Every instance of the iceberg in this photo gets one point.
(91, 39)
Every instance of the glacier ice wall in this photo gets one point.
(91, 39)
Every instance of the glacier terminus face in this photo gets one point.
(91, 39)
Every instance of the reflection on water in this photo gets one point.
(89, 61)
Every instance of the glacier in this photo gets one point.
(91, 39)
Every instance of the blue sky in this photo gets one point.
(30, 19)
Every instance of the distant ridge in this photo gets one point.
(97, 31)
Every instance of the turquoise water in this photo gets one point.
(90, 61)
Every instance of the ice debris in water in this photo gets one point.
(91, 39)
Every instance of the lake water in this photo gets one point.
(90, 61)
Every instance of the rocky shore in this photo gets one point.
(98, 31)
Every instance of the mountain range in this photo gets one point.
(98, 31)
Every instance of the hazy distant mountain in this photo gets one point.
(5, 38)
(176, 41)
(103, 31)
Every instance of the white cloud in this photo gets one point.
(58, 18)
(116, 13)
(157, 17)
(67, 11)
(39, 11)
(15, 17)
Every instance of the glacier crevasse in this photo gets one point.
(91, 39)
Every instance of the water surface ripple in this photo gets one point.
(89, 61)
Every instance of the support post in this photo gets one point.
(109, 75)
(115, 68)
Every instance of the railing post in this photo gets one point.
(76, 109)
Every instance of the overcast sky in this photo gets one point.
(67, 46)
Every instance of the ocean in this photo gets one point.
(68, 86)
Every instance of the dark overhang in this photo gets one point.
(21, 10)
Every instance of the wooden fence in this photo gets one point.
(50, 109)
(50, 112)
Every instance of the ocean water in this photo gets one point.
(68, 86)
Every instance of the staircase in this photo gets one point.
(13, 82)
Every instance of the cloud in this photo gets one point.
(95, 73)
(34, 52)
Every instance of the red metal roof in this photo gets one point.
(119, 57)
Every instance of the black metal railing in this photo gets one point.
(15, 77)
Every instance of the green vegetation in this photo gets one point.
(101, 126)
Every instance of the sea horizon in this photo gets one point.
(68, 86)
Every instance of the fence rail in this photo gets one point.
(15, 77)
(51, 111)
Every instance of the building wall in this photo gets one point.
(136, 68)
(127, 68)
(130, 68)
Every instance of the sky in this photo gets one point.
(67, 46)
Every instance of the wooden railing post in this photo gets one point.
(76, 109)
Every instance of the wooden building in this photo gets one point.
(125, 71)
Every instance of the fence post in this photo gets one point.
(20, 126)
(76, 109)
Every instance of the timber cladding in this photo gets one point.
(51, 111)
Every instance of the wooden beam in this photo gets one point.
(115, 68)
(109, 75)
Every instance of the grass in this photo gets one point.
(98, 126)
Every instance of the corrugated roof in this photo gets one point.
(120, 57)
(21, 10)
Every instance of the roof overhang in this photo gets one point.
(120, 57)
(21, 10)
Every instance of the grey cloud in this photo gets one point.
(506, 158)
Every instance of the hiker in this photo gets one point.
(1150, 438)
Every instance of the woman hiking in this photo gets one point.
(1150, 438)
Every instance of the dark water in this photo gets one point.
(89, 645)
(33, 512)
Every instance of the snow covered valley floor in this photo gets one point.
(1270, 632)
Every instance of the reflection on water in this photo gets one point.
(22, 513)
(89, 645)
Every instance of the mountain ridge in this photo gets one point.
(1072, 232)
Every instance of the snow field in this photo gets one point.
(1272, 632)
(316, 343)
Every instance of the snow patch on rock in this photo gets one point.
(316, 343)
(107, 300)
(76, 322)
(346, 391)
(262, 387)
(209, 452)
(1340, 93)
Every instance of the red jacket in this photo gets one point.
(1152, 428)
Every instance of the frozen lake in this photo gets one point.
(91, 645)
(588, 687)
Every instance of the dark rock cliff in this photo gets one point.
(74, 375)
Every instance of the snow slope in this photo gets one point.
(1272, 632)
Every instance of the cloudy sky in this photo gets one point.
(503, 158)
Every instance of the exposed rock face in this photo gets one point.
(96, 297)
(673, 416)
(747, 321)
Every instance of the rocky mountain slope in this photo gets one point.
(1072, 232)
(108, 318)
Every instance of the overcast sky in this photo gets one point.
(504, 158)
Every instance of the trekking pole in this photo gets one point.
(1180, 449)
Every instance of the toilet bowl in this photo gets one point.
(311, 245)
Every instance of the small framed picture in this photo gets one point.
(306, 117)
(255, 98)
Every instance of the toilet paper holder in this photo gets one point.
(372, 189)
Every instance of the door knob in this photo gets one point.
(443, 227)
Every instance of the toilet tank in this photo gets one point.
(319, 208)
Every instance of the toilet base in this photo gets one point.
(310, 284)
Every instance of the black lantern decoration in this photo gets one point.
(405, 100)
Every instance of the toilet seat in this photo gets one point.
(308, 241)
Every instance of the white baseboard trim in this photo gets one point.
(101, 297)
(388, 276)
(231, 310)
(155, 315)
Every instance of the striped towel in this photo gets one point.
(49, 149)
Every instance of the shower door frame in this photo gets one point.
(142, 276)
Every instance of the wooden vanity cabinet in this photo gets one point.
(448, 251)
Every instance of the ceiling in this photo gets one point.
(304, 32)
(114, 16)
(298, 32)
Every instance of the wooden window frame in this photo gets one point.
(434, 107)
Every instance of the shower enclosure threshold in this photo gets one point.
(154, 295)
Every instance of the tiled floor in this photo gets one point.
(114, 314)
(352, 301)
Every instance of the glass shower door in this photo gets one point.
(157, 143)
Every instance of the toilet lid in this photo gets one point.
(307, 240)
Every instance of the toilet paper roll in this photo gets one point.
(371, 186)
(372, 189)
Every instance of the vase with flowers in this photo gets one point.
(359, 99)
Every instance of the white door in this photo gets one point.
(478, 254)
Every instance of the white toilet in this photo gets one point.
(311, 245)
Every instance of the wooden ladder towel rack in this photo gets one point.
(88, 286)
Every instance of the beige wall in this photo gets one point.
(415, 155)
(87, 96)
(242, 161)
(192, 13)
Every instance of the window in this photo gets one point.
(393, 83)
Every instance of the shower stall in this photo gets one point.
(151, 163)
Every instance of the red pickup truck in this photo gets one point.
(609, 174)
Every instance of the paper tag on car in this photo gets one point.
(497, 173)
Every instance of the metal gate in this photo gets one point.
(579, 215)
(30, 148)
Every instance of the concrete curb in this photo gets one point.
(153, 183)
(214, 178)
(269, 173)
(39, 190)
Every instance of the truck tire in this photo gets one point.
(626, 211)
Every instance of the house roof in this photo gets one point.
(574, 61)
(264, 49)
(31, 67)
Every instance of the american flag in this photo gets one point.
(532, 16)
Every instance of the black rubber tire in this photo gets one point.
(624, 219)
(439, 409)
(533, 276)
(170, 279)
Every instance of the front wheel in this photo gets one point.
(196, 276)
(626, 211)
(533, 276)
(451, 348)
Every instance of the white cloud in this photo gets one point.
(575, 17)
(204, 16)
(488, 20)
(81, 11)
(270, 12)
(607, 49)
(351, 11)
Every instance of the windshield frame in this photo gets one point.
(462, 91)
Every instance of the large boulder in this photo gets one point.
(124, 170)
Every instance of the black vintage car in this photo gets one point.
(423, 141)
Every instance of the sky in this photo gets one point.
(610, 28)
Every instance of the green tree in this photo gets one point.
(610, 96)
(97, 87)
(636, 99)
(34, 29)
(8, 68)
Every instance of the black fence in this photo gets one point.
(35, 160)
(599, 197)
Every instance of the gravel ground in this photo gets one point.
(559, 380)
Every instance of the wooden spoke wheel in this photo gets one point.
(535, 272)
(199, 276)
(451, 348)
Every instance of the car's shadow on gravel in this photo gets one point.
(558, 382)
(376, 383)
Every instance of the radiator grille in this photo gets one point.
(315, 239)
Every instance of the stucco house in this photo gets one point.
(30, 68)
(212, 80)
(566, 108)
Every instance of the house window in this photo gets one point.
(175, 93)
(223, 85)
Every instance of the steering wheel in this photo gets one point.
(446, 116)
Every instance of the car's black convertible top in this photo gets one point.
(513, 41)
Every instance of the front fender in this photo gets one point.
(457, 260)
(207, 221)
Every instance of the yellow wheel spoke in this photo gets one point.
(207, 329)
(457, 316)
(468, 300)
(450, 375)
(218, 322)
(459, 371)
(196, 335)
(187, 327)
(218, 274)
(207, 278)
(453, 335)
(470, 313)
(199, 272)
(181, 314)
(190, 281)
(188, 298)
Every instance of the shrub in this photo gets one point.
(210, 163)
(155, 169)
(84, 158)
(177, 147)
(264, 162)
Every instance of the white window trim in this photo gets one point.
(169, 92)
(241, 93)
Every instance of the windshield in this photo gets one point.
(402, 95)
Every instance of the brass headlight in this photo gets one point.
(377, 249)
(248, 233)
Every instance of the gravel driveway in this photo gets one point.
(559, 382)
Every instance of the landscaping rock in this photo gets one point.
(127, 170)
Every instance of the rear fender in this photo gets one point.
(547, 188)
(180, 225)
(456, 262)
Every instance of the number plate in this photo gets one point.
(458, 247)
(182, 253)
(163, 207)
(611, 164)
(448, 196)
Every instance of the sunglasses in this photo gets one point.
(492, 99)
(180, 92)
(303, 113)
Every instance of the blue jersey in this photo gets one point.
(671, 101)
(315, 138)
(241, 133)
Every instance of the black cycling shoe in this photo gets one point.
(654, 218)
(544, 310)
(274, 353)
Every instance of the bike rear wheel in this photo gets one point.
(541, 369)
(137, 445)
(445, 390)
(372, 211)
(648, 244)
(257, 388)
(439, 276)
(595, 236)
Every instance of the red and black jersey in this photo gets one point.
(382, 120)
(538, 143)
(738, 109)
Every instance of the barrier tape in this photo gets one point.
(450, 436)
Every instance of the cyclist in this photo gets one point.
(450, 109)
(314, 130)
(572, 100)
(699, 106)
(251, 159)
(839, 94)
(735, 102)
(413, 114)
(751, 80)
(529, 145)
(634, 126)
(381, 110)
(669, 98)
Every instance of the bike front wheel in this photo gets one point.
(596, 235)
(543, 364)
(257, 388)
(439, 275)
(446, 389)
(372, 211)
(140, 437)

## What the task requires:
After locating the line containing "Every instance of the cyclist", write out that line and all remaining lines of the records exactly, with nothing added.

## Task result:
Every instance of the cyclist in this photo gets one point.
(450, 109)
(314, 130)
(572, 100)
(699, 106)
(251, 159)
(839, 94)
(735, 102)
(413, 114)
(751, 80)
(529, 145)
(634, 126)
(381, 110)
(669, 98)
Every instance of the bike front wheel in this photo gets one point.
(596, 235)
(543, 364)
(257, 388)
(439, 275)
(446, 389)
(372, 211)
(140, 437)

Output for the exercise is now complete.